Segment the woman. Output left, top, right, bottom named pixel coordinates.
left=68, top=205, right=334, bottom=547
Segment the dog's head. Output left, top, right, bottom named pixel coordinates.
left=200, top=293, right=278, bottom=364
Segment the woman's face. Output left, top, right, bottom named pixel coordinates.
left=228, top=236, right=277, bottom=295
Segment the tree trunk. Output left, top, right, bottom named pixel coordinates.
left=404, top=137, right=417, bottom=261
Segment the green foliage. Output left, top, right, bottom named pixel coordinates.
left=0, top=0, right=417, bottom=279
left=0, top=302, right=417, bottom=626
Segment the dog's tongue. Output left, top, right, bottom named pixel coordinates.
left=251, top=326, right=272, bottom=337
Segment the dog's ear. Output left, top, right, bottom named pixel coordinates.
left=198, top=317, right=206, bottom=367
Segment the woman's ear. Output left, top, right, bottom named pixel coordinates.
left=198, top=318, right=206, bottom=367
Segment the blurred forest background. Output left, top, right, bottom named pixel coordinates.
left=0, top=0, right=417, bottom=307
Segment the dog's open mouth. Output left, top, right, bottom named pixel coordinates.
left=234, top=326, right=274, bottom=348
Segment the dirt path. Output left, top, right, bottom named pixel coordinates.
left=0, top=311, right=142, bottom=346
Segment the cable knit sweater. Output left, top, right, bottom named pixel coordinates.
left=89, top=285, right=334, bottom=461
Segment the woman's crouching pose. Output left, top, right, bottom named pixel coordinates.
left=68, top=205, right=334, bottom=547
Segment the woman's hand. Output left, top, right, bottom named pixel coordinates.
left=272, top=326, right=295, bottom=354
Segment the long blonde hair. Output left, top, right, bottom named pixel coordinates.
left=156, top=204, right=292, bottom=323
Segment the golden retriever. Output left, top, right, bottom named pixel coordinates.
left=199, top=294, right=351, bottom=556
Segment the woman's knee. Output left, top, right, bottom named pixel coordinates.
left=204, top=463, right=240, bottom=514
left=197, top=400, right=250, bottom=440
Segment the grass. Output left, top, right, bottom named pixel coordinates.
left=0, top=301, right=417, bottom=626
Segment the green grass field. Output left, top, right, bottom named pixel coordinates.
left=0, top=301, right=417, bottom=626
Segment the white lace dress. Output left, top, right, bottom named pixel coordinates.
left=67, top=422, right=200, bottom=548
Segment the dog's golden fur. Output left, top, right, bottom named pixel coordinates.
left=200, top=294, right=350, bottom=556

◆ ◆ ◆ ◆ ◆ ◆ ◆

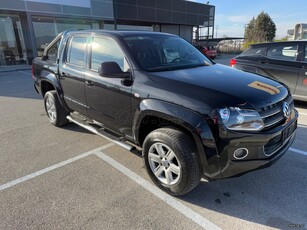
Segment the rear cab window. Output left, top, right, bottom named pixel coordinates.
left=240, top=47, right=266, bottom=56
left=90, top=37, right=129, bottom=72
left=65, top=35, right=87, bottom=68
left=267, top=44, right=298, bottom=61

◆ ◆ ◆ ◆ ◆ ◆ ◆

• Exercise directions:
Report the number of lines in the data above that contain the string "grass". Give only the number.

• Answer for the task:
2